Parts of the exercise:
**A.** For each statement below, decide whether it agrees with the passage on Islamic history and answer yes or no, quoting the deciding words of the passage. (i) Europeans classically treated history as a category within literature. (ii) Ibn Khaldun worked as a historian before he became a jurist. (iii) The Islamic sciences leave wide room for artistic license.
**B.** According to the passage on Islamic history, who pioneered the view that history should meet strict standards of verification?
**C.** Reproduce the passage on Islamic history word for word, starting with "This is a strength" and going on through "treated as suspect.".

Extract provided:
^^^^^^^^
While Teddy Roosevelt wasn’t being busy leading the Rough Riders or being President, he made the same case for history in general. Every civilization and culture views history through a different lens. While the Europeans classically treated History as a category within literature and the Hindus as often indistinguishable from mythology – Muslims took an entirely different approach. When it comes to fields of Islamic studies, we tend to classify the most important as sciences. Tafsir, Ilm al hadeeth, Tajweed and Fiqh are all researched and taught with the same precision and accuracy as physics or maths. There is relatively little room for artistic license or experimentation.

science vs art

This is a strength especially when it comes to the studies that make up the bedrock of the faith and are used to decide the rules and regulations that govern it. However, problems arise when subjects that don’t naturally fit into the scientific category are reclassified as such. One such example is Islamic history. Our history has often been subjected to the same rigorous standards as those applied to other Islamic sciences. Anything that doesn’t meet the highest standards of verification and authentication can potentially be downplayed or treated as suspect.

This view of history was pioneered by none other than the father of historiography Ibn Khaldun, who was frustrated by the “uncritical acceptance of historical data.” It comes as no surprise to find out that Ibn Khaldun was a jurist before he found fame in later life as a historian. However, history is not merely data to be proven or interpreted in a narrow set of ways. History is the art of putting together bits of information from the past and weaving together a narrative that gives us an insight into the motivations and actions of those that preceded us.

quiz art vs science

Translation: Artists tend to see boats first, scientists tend to see arches.
^^^^^^^^
Extracted information:
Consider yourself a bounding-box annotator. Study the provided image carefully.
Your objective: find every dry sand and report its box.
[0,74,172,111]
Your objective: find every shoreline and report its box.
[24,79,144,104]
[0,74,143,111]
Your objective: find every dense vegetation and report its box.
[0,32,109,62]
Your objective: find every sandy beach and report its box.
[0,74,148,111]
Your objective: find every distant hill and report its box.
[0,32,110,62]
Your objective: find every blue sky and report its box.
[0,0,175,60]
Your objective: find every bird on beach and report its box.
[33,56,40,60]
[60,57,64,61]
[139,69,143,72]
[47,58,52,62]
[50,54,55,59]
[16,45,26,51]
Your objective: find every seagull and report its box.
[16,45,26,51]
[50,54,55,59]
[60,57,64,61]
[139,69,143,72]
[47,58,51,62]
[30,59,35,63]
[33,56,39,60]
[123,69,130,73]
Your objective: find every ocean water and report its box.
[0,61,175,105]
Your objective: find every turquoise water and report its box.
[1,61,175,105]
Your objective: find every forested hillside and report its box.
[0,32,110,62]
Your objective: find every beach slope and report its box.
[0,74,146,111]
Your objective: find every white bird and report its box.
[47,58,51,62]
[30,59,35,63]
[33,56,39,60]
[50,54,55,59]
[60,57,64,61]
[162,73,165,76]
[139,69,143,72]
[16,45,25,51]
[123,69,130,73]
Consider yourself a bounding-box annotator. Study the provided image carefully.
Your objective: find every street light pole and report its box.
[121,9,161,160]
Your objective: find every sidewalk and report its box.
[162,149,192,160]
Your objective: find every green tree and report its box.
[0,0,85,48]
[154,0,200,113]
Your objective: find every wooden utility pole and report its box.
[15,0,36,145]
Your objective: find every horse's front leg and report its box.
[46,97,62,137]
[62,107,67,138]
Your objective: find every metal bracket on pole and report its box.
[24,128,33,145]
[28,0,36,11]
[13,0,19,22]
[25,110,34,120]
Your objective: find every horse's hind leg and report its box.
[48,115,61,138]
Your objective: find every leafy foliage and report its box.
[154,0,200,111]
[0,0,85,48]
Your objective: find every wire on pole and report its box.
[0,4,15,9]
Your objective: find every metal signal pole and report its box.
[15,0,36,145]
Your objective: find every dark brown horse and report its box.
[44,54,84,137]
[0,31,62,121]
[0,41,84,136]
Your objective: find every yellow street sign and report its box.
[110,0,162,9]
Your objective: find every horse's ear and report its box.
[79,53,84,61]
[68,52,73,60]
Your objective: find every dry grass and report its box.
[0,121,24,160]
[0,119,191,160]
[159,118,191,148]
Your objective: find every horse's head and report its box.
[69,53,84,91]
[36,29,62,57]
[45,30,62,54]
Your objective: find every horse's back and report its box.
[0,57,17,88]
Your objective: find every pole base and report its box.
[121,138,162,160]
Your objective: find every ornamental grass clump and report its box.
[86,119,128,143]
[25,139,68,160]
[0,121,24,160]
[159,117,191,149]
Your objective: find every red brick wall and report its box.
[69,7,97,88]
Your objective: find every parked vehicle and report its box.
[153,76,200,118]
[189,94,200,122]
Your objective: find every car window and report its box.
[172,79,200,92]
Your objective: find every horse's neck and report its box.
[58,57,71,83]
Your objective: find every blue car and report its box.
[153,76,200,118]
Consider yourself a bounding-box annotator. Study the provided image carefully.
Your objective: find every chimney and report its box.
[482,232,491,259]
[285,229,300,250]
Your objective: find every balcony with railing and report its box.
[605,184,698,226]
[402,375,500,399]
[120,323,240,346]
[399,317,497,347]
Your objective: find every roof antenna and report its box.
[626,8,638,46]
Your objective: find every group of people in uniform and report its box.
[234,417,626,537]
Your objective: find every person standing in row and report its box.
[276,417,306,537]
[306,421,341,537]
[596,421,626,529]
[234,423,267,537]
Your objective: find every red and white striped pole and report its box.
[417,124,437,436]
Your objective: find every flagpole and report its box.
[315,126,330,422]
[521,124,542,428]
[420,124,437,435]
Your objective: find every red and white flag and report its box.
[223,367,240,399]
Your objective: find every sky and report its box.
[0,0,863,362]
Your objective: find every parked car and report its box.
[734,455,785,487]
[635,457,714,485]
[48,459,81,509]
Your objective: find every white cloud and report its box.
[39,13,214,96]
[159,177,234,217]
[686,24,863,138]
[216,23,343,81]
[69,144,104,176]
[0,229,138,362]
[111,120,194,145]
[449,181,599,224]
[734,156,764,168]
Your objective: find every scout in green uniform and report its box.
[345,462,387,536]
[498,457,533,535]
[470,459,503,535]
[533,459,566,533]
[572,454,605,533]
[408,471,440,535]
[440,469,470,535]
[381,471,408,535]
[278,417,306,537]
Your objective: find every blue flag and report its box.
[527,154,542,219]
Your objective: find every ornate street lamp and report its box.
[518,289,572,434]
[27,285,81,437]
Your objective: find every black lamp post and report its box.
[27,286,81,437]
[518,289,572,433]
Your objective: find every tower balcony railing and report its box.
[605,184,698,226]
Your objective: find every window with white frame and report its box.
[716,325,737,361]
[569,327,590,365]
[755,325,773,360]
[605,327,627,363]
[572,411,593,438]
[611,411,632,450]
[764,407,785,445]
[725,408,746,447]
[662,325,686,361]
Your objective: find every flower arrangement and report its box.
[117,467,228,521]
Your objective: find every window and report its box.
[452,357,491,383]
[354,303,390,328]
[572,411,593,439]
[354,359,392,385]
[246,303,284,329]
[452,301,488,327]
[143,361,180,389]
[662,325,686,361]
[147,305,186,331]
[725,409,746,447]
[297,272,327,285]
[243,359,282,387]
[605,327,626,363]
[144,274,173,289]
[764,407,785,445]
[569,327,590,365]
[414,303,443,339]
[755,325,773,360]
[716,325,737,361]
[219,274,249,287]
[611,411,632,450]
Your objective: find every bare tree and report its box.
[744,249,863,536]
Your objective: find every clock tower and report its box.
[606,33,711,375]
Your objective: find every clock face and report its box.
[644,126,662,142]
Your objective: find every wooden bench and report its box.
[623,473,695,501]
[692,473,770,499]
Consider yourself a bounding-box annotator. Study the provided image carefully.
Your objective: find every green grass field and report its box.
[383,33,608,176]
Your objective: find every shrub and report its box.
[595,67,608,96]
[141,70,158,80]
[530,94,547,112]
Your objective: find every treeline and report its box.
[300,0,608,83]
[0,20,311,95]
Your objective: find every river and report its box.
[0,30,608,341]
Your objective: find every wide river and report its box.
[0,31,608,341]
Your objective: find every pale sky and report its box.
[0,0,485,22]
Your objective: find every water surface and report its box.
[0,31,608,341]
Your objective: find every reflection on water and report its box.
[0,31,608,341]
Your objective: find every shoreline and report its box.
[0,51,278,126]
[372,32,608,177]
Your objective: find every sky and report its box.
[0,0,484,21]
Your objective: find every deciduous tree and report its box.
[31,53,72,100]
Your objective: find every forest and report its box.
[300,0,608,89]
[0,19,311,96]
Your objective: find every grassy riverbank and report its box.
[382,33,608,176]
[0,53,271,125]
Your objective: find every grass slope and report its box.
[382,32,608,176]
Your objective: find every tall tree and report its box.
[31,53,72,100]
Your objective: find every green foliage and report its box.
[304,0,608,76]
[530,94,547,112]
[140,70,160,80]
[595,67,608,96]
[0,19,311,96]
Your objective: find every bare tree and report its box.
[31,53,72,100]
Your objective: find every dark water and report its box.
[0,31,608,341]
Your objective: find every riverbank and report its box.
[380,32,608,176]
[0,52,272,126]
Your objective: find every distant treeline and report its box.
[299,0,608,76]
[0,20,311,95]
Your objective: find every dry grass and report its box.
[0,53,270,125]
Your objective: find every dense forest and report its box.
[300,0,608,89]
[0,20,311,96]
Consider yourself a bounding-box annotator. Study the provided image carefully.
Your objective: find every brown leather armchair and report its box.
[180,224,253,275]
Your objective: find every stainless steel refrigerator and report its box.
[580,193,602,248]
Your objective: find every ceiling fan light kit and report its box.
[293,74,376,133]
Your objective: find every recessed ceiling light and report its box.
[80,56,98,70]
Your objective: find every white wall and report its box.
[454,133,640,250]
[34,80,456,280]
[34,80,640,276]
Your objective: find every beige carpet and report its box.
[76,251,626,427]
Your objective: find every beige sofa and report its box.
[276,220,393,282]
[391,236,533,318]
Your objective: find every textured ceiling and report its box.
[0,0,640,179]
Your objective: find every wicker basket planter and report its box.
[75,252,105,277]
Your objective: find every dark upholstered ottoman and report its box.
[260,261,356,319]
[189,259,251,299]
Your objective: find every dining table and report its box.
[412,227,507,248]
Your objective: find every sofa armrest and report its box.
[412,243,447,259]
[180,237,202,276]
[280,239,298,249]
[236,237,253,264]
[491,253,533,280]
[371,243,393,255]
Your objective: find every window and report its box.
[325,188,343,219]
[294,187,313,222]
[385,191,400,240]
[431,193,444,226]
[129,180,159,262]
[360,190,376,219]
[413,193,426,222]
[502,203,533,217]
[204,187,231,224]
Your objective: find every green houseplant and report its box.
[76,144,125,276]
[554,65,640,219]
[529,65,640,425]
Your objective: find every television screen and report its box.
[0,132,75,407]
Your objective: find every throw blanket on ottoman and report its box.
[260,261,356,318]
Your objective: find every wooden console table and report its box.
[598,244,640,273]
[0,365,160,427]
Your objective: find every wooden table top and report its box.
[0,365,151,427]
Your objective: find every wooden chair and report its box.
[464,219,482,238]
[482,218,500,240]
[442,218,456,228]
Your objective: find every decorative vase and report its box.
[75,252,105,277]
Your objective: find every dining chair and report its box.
^^^^^^^^
Outputs in order:
**A.**
(i) Yes: "the Europeans classically treated History as a category within literature"
(ii) No: "Ibn Khaldun was a jurist before he found fame in later life as a historian"
(iii) No: "There is relatively little room for artistic license or experimentation"

**B.** Ibn Khaldun, the father of historiography.

**C.**
This is a strength especially when it comes to the studies that make up the bedrock of the faith and are used to decide the rules and regulations that govern it. However, problems arise when subjects that don’t naturally fit into the scientific category are reclassified as such. One such example is Islamic history. Our history has often been subjected to the same rigorous standards as those applied to other Islamic sciences. Anything that doesn’t meet the highest standards of verification and authentication can potentially be downplayed or treated as suspect.